■ WHAT IS ASKED
Put every line of the data below into a numbered list, leaving out blank lines and omitting the pictures.

-*-

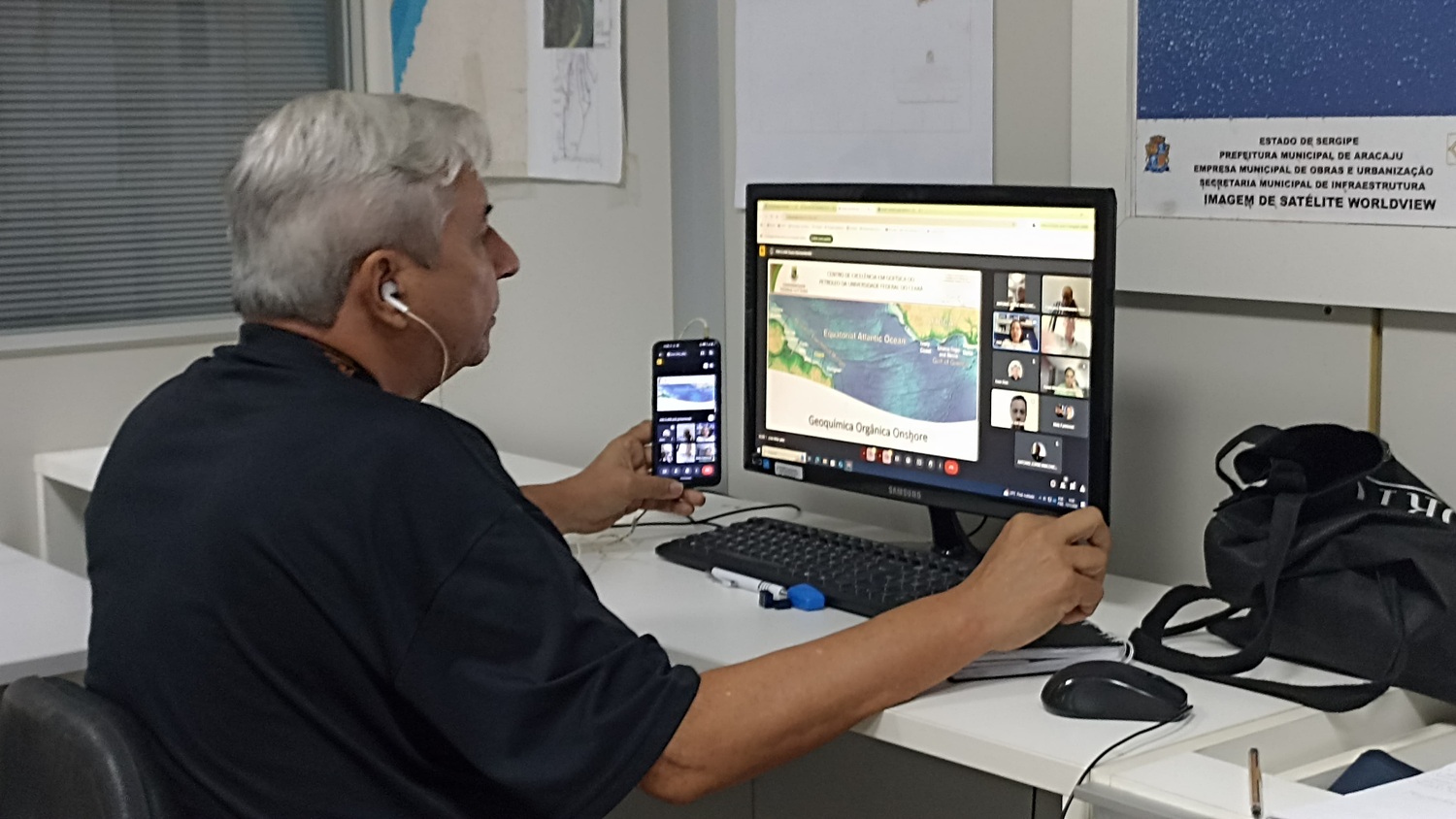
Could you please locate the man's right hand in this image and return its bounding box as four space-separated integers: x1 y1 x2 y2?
949 509 1112 652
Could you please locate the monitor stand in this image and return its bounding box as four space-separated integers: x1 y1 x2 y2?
931 507 981 563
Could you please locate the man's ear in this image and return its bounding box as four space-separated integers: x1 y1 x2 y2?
354 248 414 330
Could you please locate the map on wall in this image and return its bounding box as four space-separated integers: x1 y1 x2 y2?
390 0 623 183
1129 0 1456 225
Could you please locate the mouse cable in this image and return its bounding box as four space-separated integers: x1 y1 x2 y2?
612 504 804 530
678 317 713 339
1062 707 1193 819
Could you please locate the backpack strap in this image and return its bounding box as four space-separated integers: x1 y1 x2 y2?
1130 493 1305 676
1214 423 1281 495
1205 574 1408 713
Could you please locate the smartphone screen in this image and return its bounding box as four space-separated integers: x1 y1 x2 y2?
652 339 722 486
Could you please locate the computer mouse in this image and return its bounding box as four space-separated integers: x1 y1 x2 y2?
1042 661 1190 723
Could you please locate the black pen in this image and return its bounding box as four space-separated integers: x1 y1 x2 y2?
1249 748 1264 819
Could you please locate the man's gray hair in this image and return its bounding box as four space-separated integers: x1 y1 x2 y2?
226 91 491 327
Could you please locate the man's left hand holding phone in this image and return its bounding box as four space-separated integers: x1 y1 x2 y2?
521 339 722 534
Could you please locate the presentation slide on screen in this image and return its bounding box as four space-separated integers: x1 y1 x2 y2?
765 259 981 461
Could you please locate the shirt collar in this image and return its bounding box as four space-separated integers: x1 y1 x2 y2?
236 323 379 387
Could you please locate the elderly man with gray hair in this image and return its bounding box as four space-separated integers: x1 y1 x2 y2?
86 91 1109 819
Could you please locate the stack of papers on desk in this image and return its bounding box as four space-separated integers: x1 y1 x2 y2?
951 623 1132 682
1272 766 1456 819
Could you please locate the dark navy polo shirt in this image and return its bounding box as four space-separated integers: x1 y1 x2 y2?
86 324 698 819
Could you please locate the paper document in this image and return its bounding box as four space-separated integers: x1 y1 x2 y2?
526 0 623 183
390 0 623 183
1272 766 1456 819
734 0 993 208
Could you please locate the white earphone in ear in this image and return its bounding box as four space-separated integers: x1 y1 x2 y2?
379 282 450 409
379 282 410 315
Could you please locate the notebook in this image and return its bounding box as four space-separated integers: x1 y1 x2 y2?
951 621 1133 682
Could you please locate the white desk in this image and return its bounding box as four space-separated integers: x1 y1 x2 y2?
32 446 108 576
35 448 1433 815
0 545 90 685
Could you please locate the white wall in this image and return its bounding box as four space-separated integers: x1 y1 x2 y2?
0 0 675 553
364 0 675 464
1380 312 1456 501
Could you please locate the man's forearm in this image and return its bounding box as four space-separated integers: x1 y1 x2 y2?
643 595 989 802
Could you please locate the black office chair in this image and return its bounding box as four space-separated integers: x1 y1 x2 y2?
0 676 175 819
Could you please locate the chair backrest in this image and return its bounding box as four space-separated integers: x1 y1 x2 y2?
0 676 174 819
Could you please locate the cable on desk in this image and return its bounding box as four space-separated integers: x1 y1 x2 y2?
612 504 804 539
698 504 804 524
678 317 712 339
612 518 722 537
1062 708 1193 819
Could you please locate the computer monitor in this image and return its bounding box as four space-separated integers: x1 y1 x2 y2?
745 184 1117 553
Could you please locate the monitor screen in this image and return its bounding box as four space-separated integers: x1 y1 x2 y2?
745 184 1115 515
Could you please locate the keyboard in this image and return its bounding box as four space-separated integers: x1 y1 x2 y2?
657 518 976 617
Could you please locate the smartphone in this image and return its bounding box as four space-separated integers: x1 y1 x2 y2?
652 339 724 486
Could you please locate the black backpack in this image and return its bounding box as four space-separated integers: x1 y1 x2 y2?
1132 425 1456 711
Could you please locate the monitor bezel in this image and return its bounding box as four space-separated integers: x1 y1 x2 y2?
743 183 1117 519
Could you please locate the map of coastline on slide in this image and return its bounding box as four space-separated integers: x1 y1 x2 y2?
766 294 981 461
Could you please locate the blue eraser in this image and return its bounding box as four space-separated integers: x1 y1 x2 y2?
789 583 824 611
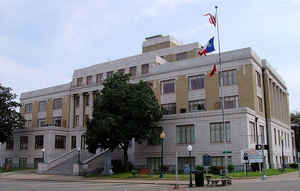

-*-

■ CORRECT ANSWER
1. Could you please locate the man's right hand in this image and return its bounding box as four space-separated integers: x1 y1 x2 y2?
2. 949 509 1112 652
3. Could you please locate the monitor stand in this image and return its bounding box as four space-separated integers: x1 y1 x2 y2?
4. 931 507 981 563
5. Could you please locate the man's ear in this image and return its bounding box as four space-separated integers: x1 y1 x2 y2?
6. 354 248 414 330
7. Could you please locate the map on wall in this image and return its bounding box as four space-separated integers: x1 y1 x2 y2?
8. 390 0 623 183
9. 1129 0 1456 225
10. Could you please locate the mouse cable in this image and return its bounding box as four space-separated integers: x1 y1 x2 y2?
11. 612 504 804 530
12. 678 317 713 339
13. 1062 707 1193 819
14. Could you please locate the backpack strap in this image and return its bounding box as four space-separated integers: x1 y1 x2 y2?
15. 1130 493 1305 676
16. 1214 423 1281 495
17. 1205 574 1408 713
18. Could you please locate the smartphone screen in this image and return its bounding box as four space-separated integers: x1 y1 x2 y2?
19. 652 339 722 486
20. Could you please locate the computer mouse in this image and return its bounding box as four space-separated integers: x1 y1 x2 y2?
21. 1042 661 1190 723
22. Could you please locate the black pen in this image and return its bounding box as four space-separated integers: x1 y1 x2 y2?
23. 1249 748 1264 819
24. Could you please locate the man's gray hair in this image and return its bounding box as four space-separated integers: x1 y1 x2 y2?
25. 226 91 491 327
26. Could you please locate the man's left hand holding phone in this image and return its bounding box as four space-separated integers: x1 y1 x2 y2?
27. 521 339 722 534
28. Could you please locate the presentation slide on screen in this image and return its bounding box as four space-separated integers: x1 y1 x2 y2?
29. 765 259 981 461
30. Could you please locate the shirt collar in this image and return its bounding box as four space-separated integers: x1 y1 x2 y2?
31. 236 323 379 387
32. Could you please locate the elderly man with gray hair in this image and return its bounding box as four space-separated integers: x1 y1 x2 y2?
33. 86 91 1109 819
34. Could you please locate the stack of papers on desk in this image and return its bounding box as four space-separated integers: x1 y1 x2 y2?
35. 951 623 1132 682
36. 1272 766 1456 819
37. Could you please locate the dark navy polo shirt in this image and return its bounding box as four space-separated integers: x1 y1 x2 y2?
38. 86 324 698 819
39. Could you please locate the paper document in this image and return its bounding box as four space-separated integers: x1 y1 x2 y2?
40. 526 0 623 183
41. 390 0 623 183
42. 1272 766 1456 819
43. 734 0 993 208
44. Could you please locate the white earphone in ear in this image and return its bounding box as four space-separated integers: x1 y1 x2 y2?
45. 379 282 450 409
46. 379 282 410 315
47. Could you please locate the notebook in this image and return its bounding box as four space-separated integers: x1 y1 x2 y2?
48. 951 621 1133 682
49. Could you please locate the white desk in this image and return its bounding box as four space-separated integers: x1 y1 x2 y2?
50. 32 446 108 576
51. 35 448 1433 815
52. 0 545 90 685
53. Could you please locate the white wall in this image and return its bounding box as four space-separated integers: x1 y1 x2 y2?
54. 0 0 675 553
55. 364 0 675 464
56. 1380 312 1456 501
57. Could you please locate the man's forearm in this image and return its bounding box as four space-separated integers: x1 y1 x2 y2?
58. 643 595 989 802
59. Could you please locate the black office chair in this image and return its bounding box as four space-separated integers: x1 y1 x2 y2?
60. 0 676 175 819
61. Could you please locate the chair backrest in this image and return its bounding box as four space-separated integers: x1 y1 x2 y2?
62. 0 676 174 819
63. Could you please locate the cable on desk in this image and return its bounding box as four space-separated integers: x1 y1 x2 y2?
64. 612 504 804 539
65. 698 504 804 524
66. 678 317 712 339
67. 612 518 722 537
68. 1062 708 1193 819
69. Could you please locate the computer monitor in this image and return its bounding box as four space-separated integers: x1 y1 x2 y2?
70. 745 184 1117 553
71. Could you please locate the monitor screen in this image and return its bounding box as four space-separated integers: x1 y1 x2 y2?
72. 745 184 1115 515
73. Could you please locate the keyboard in this image and return its bounding box as four space-separated integers: x1 y1 x2 y2?
74. 657 518 976 617
75. Could you please locate the smartphone in this image and return its bounding box as four space-separated integers: x1 y1 x2 y2?
76. 652 339 724 486
77. Could you please locate the black backpack in this image and return its bounding box as four space-separated integers: x1 y1 x2 y2?
78. 1132 425 1456 711
79. Could you please locate the monitor bezel in this image and return its bounding box as four space-separated integers: x1 y1 x2 y2?
80. 743 183 1117 519
81. Could you please locate the map of coastline on slide in this image and return its bounding box as four space-separated integers: x1 y1 x2 y2?
82. 766 294 981 461
83. Could you please locate the blue eraser in this image and return its bounding box as four space-separated integers: x1 y1 x2 y2?
84. 789 583 824 611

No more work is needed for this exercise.